=== Text section ===
When I played baseball, we always had a basic warm up exercises for baseball. We would run to the opposite foul pole and play toss at different distances. Over the years I have realized this warm-up program was not beneficial and potentially harmful! We need to educate our players on the proper way to warm-up.

Total Motion Release (TMR) is used to evaluate and treat body motion imbalances. Pain or dysfunction in one area of the body may be affected by movements that take place somewhere else. 

TMR treatment uses six motions: 
1. Arm raise (shoulder flexion)
2. Bent arm wall push (single arm push up)
3. Trunk twist (rotation)
4. Single leg sit to stand
5. Leg raise (hip flexion)
6. Weight bearing toe reach (unilateral bent knee squat). 

These are compared bilaterally and the motion with the greatest imbalance is treated first, providing that both sides are not perceived as dysfunctional (Gamma 2014). Total Motion Release treatment includes repetitions, static holds, or some combination that are performed to the good side (none painful). The TMR is evaluated every two sets of exercises. Based on the results of the treatment, the clinician decides to continue with that motion, modify the motion, or move to the next area of imbalance (Gamma 2014). Treatment then increases to the second highest imbalance score and continues until the six main motions are balanced. A general recommendation is to resolve one upper body, trunk, and lower body imbalance each treatment to maximize treatment effect and retention of gains (Gamma 2014).

Gamma (2014) explored the effects of the Total Motion Release (TMR) Trunk Twist (TT) and Arm Raise (AR) on IR and external rotation (ER) of the dominant shoulder in baseball players compared to a traditional dynamic warm-up. Pitchers (males, n = 10; age, 18.6) recruited from local baseball teams were randomly assigned two one of two groups: TMR treatment group (TMRG; n = 5) or traditional warm‐up group (TWG; n = 5). Baseline IR and ER goniometry range of motion (ROM) measurements were recorded. The TMRG then completed the TMR exercises and post intervention measurements. The TWG completed a traditional static and dynamic warm-up (e.g., lunges, power skips, sprints, sleeper stretch) and then completed post intervention measurements. Following the completion of those measurements, the TWG completed the TMR Trunk Twist and Arm Raise protocol and had post intervention measurements recorded once more. ROM measures for IR and ER of the dominant shoulder. Significant differences were present for IR and ER between the TMRG and the TWG after initial intervention. Significant differences for IR were present in the TWG between baseline and TMR intervention and traditional warm-up and TMR intervention. For the TWG, changes in ER were not statistically significant at baseline, post warm-up, or post TMR intervention. Significant differences were not present for IR or ER between groups once TMR had been completed by both groups.
=== Input data ===
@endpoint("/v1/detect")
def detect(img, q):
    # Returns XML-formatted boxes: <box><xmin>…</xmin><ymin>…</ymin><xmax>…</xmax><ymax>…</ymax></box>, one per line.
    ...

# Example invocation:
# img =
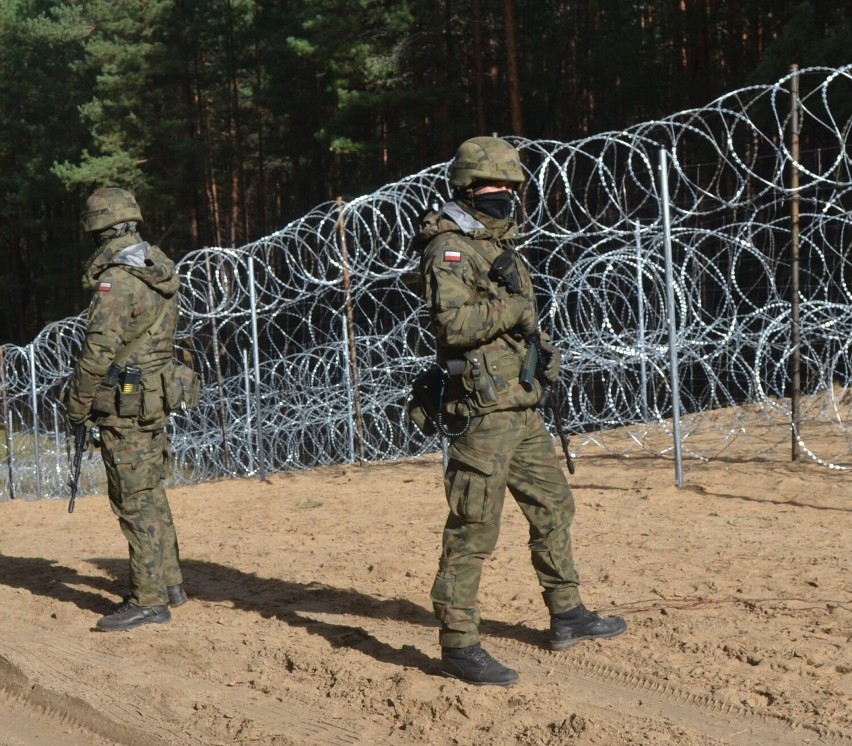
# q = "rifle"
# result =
<box><xmin>68</xmin><ymin>424</ymin><xmax>87</xmax><ymax>513</ymax></box>
<box><xmin>489</xmin><ymin>249</ymin><xmax>575</xmax><ymax>474</ymax></box>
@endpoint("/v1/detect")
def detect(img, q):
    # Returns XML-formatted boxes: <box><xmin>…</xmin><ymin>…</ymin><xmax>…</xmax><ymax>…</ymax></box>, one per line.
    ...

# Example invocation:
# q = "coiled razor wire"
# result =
<box><xmin>0</xmin><ymin>65</ymin><xmax>852</xmax><ymax>497</ymax></box>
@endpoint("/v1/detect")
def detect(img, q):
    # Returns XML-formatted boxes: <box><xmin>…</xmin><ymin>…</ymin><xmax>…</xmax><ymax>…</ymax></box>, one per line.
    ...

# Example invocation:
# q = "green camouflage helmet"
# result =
<box><xmin>83</xmin><ymin>187</ymin><xmax>142</xmax><ymax>233</ymax></box>
<box><xmin>450</xmin><ymin>137</ymin><xmax>525</xmax><ymax>189</ymax></box>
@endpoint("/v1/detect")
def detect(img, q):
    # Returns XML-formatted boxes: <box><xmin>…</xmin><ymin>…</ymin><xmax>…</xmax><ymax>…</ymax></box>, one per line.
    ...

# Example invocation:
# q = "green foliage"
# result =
<box><xmin>0</xmin><ymin>0</ymin><xmax>852</xmax><ymax>342</ymax></box>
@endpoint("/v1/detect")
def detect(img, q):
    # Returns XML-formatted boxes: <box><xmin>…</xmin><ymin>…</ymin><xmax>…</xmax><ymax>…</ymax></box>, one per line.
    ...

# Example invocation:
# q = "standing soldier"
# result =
<box><xmin>67</xmin><ymin>188</ymin><xmax>187</xmax><ymax>631</ymax></box>
<box><xmin>413</xmin><ymin>137</ymin><xmax>627</xmax><ymax>686</ymax></box>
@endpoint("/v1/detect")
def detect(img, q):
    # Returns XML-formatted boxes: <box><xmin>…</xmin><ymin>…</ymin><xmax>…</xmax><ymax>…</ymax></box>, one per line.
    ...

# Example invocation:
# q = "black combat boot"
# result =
<box><xmin>549</xmin><ymin>604</ymin><xmax>627</xmax><ymax>650</ymax></box>
<box><xmin>441</xmin><ymin>643</ymin><xmax>518</xmax><ymax>686</ymax></box>
<box><xmin>95</xmin><ymin>602</ymin><xmax>172</xmax><ymax>632</ymax></box>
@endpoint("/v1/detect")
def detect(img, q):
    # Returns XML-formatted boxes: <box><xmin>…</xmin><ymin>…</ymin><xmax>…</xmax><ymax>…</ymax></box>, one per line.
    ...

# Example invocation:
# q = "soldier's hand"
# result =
<box><xmin>506</xmin><ymin>295</ymin><xmax>538</xmax><ymax>337</ymax></box>
<box><xmin>539</xmin><ymin>339</ymin><xmax>562</xmax><ymax>383</ymax></box>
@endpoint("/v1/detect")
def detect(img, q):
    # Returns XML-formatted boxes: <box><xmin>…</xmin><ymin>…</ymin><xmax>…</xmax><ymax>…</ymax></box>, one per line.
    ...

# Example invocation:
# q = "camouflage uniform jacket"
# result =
<box><xmin>67</xmin><ymin>233</ymin><xmax>180</xmax><ymax>430</ymax></box>
<box><xmin>412</xmin><ymin>201</ymin><xmax>541</xmax><ymax>416</ymax></box>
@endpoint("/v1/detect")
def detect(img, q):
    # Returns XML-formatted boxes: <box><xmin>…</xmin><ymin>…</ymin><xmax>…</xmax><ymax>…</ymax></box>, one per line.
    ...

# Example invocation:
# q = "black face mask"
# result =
<box><xmin>473</xmin><ymin>192</ymin><xmax>515</xmax><ymax>220</ymax></box>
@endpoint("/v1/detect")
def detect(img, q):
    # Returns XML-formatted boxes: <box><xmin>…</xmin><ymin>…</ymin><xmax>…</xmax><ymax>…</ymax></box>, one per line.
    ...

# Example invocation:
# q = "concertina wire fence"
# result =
<box><xmin>0</xmin><ymin>65</ymin><xmax>852</xmax><ymax>499</ymax></box>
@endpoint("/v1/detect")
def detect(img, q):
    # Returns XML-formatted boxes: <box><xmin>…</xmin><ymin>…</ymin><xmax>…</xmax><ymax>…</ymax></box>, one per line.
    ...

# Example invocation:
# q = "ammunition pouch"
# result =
<box><xmin>405</xmin><ymin>360</ymin><xmax>471</xmax><ymax>438</ymax></box>
<box><xmin>160</xmin><ymin>359</ymin><xmax>201</xmax><ymax>414</ymax></box>
<box><xmin>92</xmin><ymin>363</ymin><xmax>143</xmax><ymax>417</ymax></box>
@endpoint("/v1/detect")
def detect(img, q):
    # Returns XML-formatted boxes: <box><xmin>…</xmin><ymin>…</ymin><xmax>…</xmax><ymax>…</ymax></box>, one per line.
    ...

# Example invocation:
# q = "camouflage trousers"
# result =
<box><xmin>100</xmin><ymin>427</ymin><xmax>183</xmax><ymax>606</ymax></box>
<box><xmin>431</xmin><ymin>409</ymin><xmax>580</xmax><ymax>648</ymax></box>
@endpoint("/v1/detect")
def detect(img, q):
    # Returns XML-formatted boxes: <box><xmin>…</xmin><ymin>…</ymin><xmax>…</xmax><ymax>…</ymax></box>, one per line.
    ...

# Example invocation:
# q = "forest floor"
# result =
<box><xmin>0</xmin><ymin>428</ymin><xmax>852</xmax><ymax>746</ymax></box>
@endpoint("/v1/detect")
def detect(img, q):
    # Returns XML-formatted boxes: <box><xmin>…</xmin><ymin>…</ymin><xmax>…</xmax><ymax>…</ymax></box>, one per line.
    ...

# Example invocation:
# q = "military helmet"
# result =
<box><xmin>83</xmin><ymin>187</ymin><xmax>142</xmax><ymax>233</ymax></box>
<box><xmin>450</xmin><ymin>137</ymin><xmax>525</xmax><ymax>189</ymax></box>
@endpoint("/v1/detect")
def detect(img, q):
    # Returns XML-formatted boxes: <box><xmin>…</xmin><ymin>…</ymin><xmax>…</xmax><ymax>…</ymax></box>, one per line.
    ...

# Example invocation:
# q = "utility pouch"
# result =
<box><xmin>405</xmin><ymin>364</ymin><xmax>447</xmax><ymax>435</ymax></box>
<box><xmin>92</xmin><ymin>363</ymin><xmax>121</xmax><ymax>415</ymax></box>
<box><xmin>161</xmin><ymin>360</ymin><xmax>201</xmax><ymax>413</ymax></box>
<box><xmin>116</xmin><ymin>365</ymin><xmax>142</xmax><ymax>417</ymax></box>
<box><xmin>465</xmin><ymin>352</ymin><xmax>499</xmax><ymax>407</ymax></box>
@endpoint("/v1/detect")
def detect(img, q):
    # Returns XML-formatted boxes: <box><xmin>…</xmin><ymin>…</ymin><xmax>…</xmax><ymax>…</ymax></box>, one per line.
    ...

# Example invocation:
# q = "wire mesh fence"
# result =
<box><xmin>0</xmin><ymin>65</ymin><xmax>852</xmax><ymax>499</ymax></box>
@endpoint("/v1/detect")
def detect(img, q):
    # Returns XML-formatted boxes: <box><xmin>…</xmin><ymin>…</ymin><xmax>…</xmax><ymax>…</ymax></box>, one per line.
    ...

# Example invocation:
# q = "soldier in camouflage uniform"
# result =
<box><xmin>413</xmin><ymin>137</ymin><xmax>627</xmax><ymax>686</ymax></box>
<box><xmin>66</xmin><ymin>188</ymin><xmax>187</xmax><ymax>631</ymax></box>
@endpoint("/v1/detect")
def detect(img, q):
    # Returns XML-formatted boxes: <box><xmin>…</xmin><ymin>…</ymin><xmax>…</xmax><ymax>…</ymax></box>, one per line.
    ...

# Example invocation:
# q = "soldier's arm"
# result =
<box><xmin>421</xmin><ymin>241</ymin><xmax>531</xmax><ymax>347</ymax></box>
<box><xmin>67</xmin><ymin>269</ymin><xmax>133</xmax><ymax>422</ymax></box>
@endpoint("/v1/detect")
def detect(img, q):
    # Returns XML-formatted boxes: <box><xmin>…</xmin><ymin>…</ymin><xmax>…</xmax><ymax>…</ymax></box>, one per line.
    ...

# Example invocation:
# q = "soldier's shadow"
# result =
<box><xmin>0</xmin><ymin>555</ymin><xmax>540</xmax><ymax>674</ymax></box>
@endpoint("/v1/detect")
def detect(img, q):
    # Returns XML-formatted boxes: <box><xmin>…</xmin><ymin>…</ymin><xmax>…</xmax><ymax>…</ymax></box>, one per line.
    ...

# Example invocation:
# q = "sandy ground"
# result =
<box><xmin>0</xmin><ymin>430</ymin><xmax>852</xmax><ymax>746</ymax></box>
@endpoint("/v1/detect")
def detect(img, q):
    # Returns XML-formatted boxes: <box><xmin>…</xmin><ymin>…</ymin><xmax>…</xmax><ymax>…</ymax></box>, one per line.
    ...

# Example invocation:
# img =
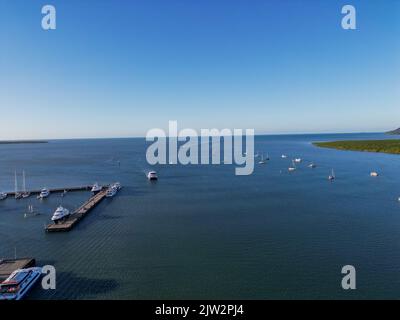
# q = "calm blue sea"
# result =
<box><xmin>0</xmin><ymin>134</ymin><xmax>400</xmax><ymax>299</ymax></box>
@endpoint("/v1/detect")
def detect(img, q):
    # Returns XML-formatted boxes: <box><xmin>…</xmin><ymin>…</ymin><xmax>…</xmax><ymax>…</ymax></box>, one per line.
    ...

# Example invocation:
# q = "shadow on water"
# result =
<box><xmin>26</xmin><ymin>272</ymin><xmax>119</xmax><ymax>300</ymax></box>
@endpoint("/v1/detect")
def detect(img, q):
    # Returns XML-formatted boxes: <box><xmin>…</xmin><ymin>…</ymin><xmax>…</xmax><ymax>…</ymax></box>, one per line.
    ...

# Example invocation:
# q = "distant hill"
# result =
<box><xmin>386</xmin><ymin>128</ymin><xmax>400</xmax><ymax>134</ymax></box>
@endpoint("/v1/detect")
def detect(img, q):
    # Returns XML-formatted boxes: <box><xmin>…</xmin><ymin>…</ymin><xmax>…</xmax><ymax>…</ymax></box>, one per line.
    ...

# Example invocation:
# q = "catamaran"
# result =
<box><xmin>0</xmin><ymin>267</ymin><xmax>42</xmax><ymax>300</ymax></box>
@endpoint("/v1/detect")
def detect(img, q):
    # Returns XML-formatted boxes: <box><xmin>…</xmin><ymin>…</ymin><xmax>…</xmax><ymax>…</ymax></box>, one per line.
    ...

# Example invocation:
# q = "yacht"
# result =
<box><xmin>328</xmin><ymin>169</ymin><xmax>336</xmax><ymax>181</ymax></box>
<box><xmin>0</xmin><ymin>267</ymin><xmax>42</xmax><ymax>300</ymax></box>
<box><xmin>21</xmin><ymin>170</ymin><xmax>31</xmax><ymax>199</ymax></box>
<box><xmin>147</xmin><ymin>171</ymin><xmax>158</xmax><ymax>180</ymax></box>
<box><xmin>51</xmin><ymin>206</ymin><xmax>69</xmax><ymax>223</ymax></box>
<box><xmin>38</xmin><ymin>188</ymin><xmax>50</xmax><ymax>199</ymax></box>
<box><xmin>288</xmin><ymin>160</ymin><xmax>296</xmax><ymax>171</ymax></box>
<box><xmin>24</xmin><ymin>205</ymin><xmax>40</xmax><ymax>218</ymax></box>
<box><xmin>112</xmin><ymin>182</ymin><xmax>122</xmax><ymax>191</ymax></box>
<box><xmin>106</xmin><ymin>182</ymin><xmax>122</xmax><ymax>198</ymax></box>
<box><xmin>92</xmin><ymin>182</ymin><xmax>103</xmax><ymax>193</ymax></box>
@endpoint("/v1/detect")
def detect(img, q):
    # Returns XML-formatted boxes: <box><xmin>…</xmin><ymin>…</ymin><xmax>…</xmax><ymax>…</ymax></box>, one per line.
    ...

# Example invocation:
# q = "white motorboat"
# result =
<box><xmin>147</xmin><ymin>171</ymin><xmax>158</xmax><ymax>180</ymax></box>
<box><xmin>92</xmin><ymin>182</ymin><xmax>103</xmax><ymax>193</ymax></box>
<box><xmin>24</xmin><ymin>205</ymin><xmax>40</xmax><ymax>218</ymax></box>
<box><xmin>106</xmin><ymin>182</ymin><xmax>122</xmax><ymax>198</ymax></box>
<box><xmin>0</xmin><ymin>267</ymin><xmax>42</xmax><ymax>300</ymax></box>
<box><xmin>51</xmin><ymin>206</ymin><xmax>70</xmax><ymax>222</ymax></box>
<box><xmin>38</xmin><ymin>188</ymin><xmax>50</xmax><ymax>199</ymax></box>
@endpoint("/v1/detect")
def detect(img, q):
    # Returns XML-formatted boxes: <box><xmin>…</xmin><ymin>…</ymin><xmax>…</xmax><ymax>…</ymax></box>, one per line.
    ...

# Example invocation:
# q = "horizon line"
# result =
<box><xmin>0</xmin><ymin>129</ymin><xmax>387</xmax><ymax>143</ymax></box>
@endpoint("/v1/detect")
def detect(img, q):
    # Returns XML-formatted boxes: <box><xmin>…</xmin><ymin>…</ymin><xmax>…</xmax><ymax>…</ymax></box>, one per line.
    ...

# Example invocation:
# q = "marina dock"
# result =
<box><xmin>7</xmin><ymin>185</ymin><xmax>92</xmax><ymax>196</ymax></box>
<box><xmin>46</xmin><ymin>187</ymin><xmax>107</xmax><ymax>232</ymax></box>
<box><xmin>0</xmin><ymin>258</ymin><xmax>36</xmax><ymax>282</ymax></box>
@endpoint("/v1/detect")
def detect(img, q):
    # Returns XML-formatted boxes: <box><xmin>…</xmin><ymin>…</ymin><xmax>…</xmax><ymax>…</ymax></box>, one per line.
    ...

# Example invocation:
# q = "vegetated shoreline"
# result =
<box><xmin>313</xmin><ymin>139</ymin><xmax>400</xmax><ymax>154</ymax></box>
<box><xmin>0</xmin><ymin>140</ymin><xmax>49</xmax><ymax>144</ymax></box>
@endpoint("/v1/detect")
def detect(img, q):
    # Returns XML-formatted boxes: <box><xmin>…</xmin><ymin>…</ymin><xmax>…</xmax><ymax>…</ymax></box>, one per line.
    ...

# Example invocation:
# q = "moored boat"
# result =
<box><xmin>0</xmin><ymin>267</ymin><xmax>42</xmax><ymax>300</ymax></box>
===
* [Requirement 1]:
In the text on Total Motion Release, copy word for word the stretch from "When I played" through "way to warm-up.".
* [Requirement 2]:
Using the text on Total Motion Release, explain in one to three sentences why each treatment should resolve one upper body, one trunk, and one lower body imbalance.

* [Written solution 1]:
When I played baseball, we always had a basic warm up exercises for baseball. We would run to the opposite foul pole and play toss at different distances. Over the years I have realized this warm-up program was not beneficial and potentially harmful! We need to educate our players on the proper way to warm-up.

* [Written solution 2]:
Resolving one upper body, one trunk, and one lower body imbalance in each treatment is recommended to maximize the treatment effect. It also maximizes the retention of gains.